Request: Can you rewrite every line from the one containing "point: man in dark jacket" through the last of the rows, requests included, multiplying each coordinate in the answers by 0.35 and rounding to the nearest whole number, with halves rounded up?

Data entries

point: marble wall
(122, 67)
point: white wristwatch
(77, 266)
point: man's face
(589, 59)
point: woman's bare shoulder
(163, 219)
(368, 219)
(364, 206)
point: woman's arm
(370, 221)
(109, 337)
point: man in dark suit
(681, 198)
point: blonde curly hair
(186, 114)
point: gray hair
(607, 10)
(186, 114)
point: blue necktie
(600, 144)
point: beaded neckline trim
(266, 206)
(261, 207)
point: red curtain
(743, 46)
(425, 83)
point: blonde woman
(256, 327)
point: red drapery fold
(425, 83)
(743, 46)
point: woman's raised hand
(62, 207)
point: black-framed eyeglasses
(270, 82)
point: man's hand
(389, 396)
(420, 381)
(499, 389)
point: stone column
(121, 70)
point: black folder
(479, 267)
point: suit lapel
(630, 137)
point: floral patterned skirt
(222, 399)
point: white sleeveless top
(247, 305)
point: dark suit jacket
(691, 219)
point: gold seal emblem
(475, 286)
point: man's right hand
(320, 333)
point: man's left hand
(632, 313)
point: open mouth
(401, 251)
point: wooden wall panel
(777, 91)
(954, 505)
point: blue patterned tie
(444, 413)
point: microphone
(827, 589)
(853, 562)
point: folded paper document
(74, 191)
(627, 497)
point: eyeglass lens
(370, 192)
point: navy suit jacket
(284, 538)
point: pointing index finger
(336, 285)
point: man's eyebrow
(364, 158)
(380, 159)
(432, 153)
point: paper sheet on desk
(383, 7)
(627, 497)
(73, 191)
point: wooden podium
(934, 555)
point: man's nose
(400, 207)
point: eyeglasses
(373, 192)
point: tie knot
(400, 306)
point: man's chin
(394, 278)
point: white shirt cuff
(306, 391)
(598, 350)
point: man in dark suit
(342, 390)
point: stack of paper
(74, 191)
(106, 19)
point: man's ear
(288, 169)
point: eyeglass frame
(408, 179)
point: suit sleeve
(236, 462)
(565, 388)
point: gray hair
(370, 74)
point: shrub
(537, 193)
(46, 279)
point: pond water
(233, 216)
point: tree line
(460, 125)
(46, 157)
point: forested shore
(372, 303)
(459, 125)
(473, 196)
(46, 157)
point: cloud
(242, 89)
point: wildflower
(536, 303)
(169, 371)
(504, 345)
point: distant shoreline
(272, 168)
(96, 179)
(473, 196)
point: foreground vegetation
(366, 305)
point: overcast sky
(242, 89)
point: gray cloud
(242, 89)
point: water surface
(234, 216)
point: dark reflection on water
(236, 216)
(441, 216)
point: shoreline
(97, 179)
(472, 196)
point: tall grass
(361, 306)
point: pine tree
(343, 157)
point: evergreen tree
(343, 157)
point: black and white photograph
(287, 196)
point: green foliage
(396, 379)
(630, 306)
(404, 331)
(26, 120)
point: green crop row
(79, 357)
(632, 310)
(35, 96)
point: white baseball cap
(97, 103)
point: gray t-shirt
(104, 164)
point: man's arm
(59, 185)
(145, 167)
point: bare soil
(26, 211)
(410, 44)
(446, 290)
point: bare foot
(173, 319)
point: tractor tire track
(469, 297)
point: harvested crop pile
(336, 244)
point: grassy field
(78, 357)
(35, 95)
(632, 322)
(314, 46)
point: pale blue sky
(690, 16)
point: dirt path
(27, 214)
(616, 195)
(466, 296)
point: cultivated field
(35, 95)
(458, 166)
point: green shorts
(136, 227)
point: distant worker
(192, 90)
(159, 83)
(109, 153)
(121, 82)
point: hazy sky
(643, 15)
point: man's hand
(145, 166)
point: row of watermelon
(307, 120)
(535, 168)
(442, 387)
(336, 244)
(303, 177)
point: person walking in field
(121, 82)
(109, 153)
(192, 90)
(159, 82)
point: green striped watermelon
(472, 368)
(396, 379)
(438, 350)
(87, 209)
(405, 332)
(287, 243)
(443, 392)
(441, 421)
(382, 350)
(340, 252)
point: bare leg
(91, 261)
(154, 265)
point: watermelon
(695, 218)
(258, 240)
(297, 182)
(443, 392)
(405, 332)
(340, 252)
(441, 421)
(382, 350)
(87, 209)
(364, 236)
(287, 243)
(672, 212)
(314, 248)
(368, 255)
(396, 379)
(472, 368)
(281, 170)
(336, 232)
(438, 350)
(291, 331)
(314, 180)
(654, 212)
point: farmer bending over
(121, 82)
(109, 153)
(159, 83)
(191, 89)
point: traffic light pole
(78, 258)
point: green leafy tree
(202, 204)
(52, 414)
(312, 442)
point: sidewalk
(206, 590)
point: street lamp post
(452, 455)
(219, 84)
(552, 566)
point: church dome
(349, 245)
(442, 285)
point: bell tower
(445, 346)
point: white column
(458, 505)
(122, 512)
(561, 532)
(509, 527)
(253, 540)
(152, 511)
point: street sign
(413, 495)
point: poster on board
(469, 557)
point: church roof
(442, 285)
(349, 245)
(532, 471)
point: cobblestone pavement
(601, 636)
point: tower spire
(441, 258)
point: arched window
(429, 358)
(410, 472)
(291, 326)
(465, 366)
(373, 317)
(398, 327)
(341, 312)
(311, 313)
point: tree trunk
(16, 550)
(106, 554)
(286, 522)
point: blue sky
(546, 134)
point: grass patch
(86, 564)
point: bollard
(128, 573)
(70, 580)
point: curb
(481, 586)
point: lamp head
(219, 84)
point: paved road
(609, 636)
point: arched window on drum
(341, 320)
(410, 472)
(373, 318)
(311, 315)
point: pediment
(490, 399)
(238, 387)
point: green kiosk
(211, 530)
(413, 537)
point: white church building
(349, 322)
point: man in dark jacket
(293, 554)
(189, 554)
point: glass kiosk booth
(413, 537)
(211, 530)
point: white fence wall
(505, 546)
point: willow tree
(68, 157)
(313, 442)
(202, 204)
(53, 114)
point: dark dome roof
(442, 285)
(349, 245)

Correct output:
point: man in dark jacket
(103, 194)
(66, 194)
point: glass kiosk booth
(145, 188)
(74, 186)
point: white fence wall
(177, 191)
point: willow tree
(24, 55)
(110, 155)
(71, 71)
(19, 40)
point: dark dome roof
(155, 100)
(122, 86)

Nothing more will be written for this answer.